> **Exercise description**: Copy out the passage on aggressiveness detection in tweets word for word, from its heading to its final sentence.

> **Text to read**:
■ ■ ■ ■ ■
3.1. Aggressiveness Detection
Social networks represent a significant threat to users exposed to many risks and potential
attacks. One such threat is aggressive comments, which can produce long-term harm to victims,
and in some cases, they can lead to suicide. This track focuses on the detection of aggressive
comments on Twitter, a topic with little study in the Ibero-American community. Participants
have to develop methods to determine whether a tweet is aggressive or not. The track is
challenging by the fact that tweets come from Mexican users with a variety of backgrounds and
social expressions.
We built a corpus of tweets for the task of aggressiveness detection from Mexican accounts.
First, we selected a set of terms that served as seeds for extracting the tweets. We used the
words classified as vulgar and non-colloquial in the Diccionario de Mexicanismos de la Academia
Mexicana de la Lengua, as well as words and hashtags identified by the Instituto Nacional de
las Mujeres. Tweets were collected considering their geolocation. We considered Mexico City
as the center and extracted all tweets that were within a radius of 500 km. We annotated the
corpus using the scheme proposed in [3]. The annotation provides a specific criteria to separate
a tweet from aggressive, offensive and vulgar, based on the linguistic characteristics and intent
of the message. Table 1 shows some examples labeled as aggressive and non-aggressive. As can
be intuited, the task of labeling aggressiveness is challenging, especially because in most cases
it is necessary to interpret the message in a given context.
■ ■ ■ ■ ■
> **Data extract**:
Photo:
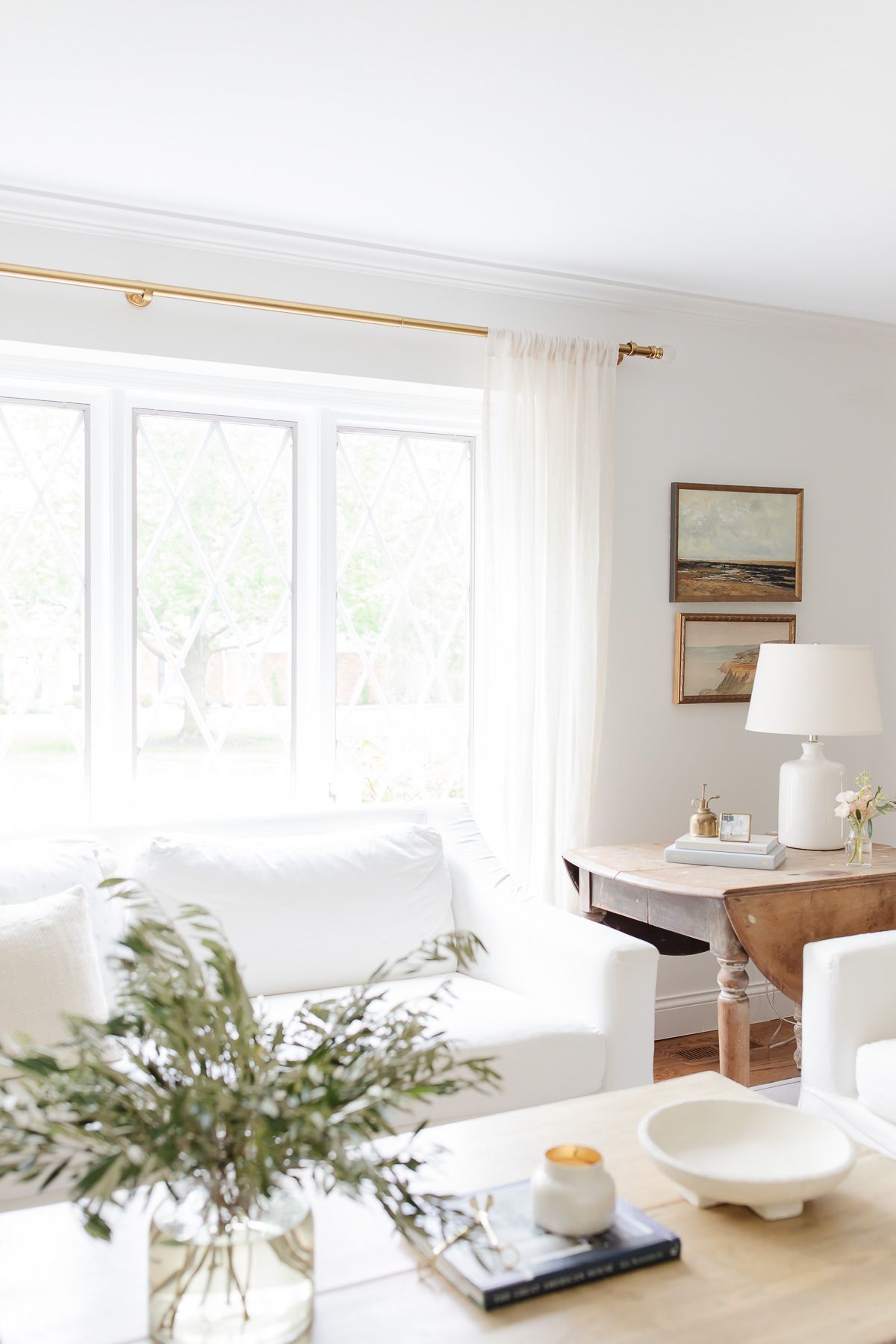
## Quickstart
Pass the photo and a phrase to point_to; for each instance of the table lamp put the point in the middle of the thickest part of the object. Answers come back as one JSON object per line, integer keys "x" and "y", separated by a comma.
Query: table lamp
■ ■ ■ ■ ■
> **Response**:
3.1. Aggressiveness Detection
Social networks represent a significant threat to users exposed to many risks and potential
attacks. One such threat is aggressive comments, which can produce long-term harm to victims,
and in some cases, they can lead to suicide. This track focuses on the detection of aggressive
comments on Twitter, a topic with little study in the Ibero-American community. Participants
have to develop methods to determine whether a tweet is aggressive or not. The track is
challenging by the fact that tweets come from Mexican users with a variety of backgrounds and
social expressions.
We built a corpus of tweets for the task of aggressiveness detection from Mexican accounts.
First, we selected a set of terms that served as seeds for extracting the tweets. We used the
words classified as vulgar and non-colloquial in the Diccionario de Mexicanismos de la Academia
Mexicana de la Lengua, as well as words and hashtags identified by the Instituto Nacional de
las Mujeres. Tweets were collected considering their geolocation. We considered Mexico City
as the center and extracted all tweets that were within a radius of 500 km. We annotated the
corpus using the scheme proposed in [3]. The annotation provides a specific criteria to separate
a tweet from aggressive, offensive and vulgar, based on the linguistic characteristics and intent
of the message. Table 1 shows some examples labeled as aggressive and non-aggressive. As can
be intuited, the task of labeling aggressiveness is challenging, especially because in most cases
it is necessary to interpret the message in a given context.